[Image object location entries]

+---+

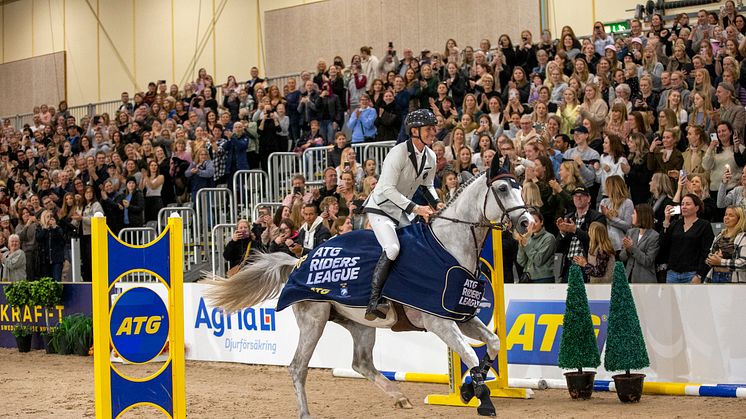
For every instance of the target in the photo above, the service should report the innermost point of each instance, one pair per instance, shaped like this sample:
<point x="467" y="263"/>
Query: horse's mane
<point x="458" y="192"/>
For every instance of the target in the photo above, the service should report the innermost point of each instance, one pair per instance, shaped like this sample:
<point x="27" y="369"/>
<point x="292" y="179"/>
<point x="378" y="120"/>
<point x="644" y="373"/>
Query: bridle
<point x="484" y="222"/>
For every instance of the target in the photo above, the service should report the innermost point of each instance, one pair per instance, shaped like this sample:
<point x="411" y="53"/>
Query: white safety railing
<point x="376" y="151"/>
<point x="282" y="167"/>
<point x="190" y="233"/>
<point x="214" y="206"/>
<point x="315" y="160"/>
<point x="273" y="206"/>
<point x="221" y="235"/>
<point x="138" y="236"/>
<point x="249" y="188"/>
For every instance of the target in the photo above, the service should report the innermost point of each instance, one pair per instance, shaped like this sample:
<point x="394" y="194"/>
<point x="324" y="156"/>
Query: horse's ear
<point x="494" y="169"/>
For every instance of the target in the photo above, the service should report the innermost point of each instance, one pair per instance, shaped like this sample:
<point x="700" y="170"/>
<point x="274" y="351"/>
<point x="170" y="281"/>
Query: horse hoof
<point x="467" y="393"/>
<point x="404" y="403"/>
<point x="487" y="411"/>
<point x="486" y="408"/>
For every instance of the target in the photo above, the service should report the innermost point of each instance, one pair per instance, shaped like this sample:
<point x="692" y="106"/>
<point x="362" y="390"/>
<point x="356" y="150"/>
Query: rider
<point x="407" y="166"/>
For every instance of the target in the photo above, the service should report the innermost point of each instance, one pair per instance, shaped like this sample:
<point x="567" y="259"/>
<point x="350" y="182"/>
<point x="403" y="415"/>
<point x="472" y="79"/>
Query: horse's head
<point x="504" y="199"/>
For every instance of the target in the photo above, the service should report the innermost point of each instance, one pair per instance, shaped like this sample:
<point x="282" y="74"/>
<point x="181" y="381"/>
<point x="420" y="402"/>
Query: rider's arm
<point x="392" y="167"/>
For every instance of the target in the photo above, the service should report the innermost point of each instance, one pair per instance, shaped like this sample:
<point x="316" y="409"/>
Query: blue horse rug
<point x="424" y="276"/>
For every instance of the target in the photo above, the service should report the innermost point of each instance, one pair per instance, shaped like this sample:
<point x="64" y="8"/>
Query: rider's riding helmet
<point x="419" y="118"/>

+---+

▶ Task description: Give the material again exactly as it is, but keep the pictures out.

▶ Response to this task:
For every instance of the target in the photo above, the service should report the innermost point of each instance, one pair per instance, shaped like this sample:
<point x="467" y="263"/>
Query: horse's mane
<point x="458" y="192"/>
For every instance of the target in the photo above, the service should report the innermost point of each instance, one pair per instance, shaped like this sample:
<point x="27" y="369"/>
<point x="292" y="179"/>
<point x="378" y="120"/>
<point x="644" y="373"/>
Query: bridle
<point x="484" y="222"/>
For every instance of the target in the photo above, the service should report the innermost point of each instance, one pair per instance, shaped like this sample:
<point x="411" y="53"/>
Query: white safety railing
<point x="376" y="151"/>
<point x="282" y="167"/>
<point x="190" y="233"/>
<point x="214" y="206"/>
<point x="315" y="160"/>
<point x="273" y="206"/>
<point x="221" y="235"/>
<point x="138" y="236"/>
<point x="249" y="188"/>
For every instance of the target in the photo above, the service should report the innermost point of each instance, one pair per instance, shaped like this sample:
<point x="394" y="194"/>
<point x="324" y="156"/>
Query: horse's ear
<point x="494" y="169"/>
For every instance of the target in the photo above, the service should report the innermost point of each instance, one pair per instance, shaped like this sample:
<point x="700" y="170"/>
<point x="274" y="351"/>
<point x="170" y="281"/>
Query: horse hoof
<point x="467" y="393"/>
<point x="404" y="403"/>
<point x="487" y="411"/>
<point x="486" y="408"/>
For every instance of the target in the photo above, the service should report the innermost point of each instance, one pair per instance, shaped like this sample:
<point x="692" y="106"/>
<point x="362" y="390"/>
<point x="356" y="150"/>
Query: rider
<point x="407" y="166"/>
For every instance of the target in the photo above, the service should report the innermost point of each instance, one pair per instance, shaped like this sample:
<point x="567" y="259"/>
<point x="350" y="182"/>
<point x="403" y="415"/>
<point x="472" y="79"/>
Query: horse's head
<point x="504" y="199"/>
For every instance of the target in the photo above, the service should report the innermost point of each instance, one pair per instance, shaped like this sample:
<point x="282" y="74"/>
<point x="181" y="381"/>
<point x="420" y="402"/>
Query: rider's arm
<point x="392" y="167"/>
For every instance of the target in the photo above, the service should report the innermost point of each instance, one pair per instance, shaped like this sample:
<point x="316" y="409"/>
Query: blue horse rug
<point x="424" y="276"/>
For every instance of the target in the photo above, the service should report the innermost point of each instance, one pair per instance, shaped like this sample:
<point x="64" y="8"/>
Query: rider's riding helmet
<point x="419" y="118"/>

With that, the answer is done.